• _What the task requires_
A bare number is the expected answer: the count of lines in the records that contain the word "each".

• _Materials provided_
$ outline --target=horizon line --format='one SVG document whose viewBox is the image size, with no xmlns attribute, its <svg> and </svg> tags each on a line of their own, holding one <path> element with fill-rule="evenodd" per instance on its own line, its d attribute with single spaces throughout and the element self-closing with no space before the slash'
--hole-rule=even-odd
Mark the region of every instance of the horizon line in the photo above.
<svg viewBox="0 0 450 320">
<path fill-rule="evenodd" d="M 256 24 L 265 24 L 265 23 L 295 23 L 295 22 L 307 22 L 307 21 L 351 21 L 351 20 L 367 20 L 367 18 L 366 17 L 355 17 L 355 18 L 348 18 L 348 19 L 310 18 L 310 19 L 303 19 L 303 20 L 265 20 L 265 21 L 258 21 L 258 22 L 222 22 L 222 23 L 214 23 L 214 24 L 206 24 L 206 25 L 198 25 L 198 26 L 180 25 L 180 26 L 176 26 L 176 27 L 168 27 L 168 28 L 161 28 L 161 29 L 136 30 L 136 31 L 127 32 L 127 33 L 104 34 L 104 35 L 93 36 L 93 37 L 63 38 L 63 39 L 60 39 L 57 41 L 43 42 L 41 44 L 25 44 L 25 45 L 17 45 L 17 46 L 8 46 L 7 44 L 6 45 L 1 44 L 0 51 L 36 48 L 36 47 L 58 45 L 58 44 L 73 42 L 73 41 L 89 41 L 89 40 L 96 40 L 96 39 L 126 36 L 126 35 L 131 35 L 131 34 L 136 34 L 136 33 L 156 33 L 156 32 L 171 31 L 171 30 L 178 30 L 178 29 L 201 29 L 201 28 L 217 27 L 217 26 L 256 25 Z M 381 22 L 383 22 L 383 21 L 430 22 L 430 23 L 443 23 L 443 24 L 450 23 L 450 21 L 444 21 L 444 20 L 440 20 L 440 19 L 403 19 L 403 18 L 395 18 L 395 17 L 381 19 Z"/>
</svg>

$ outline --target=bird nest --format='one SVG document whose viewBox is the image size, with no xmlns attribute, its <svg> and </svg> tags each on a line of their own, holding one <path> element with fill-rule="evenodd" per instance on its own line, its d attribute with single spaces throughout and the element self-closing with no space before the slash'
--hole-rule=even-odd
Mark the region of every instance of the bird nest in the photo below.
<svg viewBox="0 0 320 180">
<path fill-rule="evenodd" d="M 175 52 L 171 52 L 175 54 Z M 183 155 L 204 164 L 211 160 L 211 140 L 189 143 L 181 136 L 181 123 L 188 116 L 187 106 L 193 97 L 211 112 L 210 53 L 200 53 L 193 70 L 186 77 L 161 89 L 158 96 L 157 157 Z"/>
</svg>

• _Task result_
2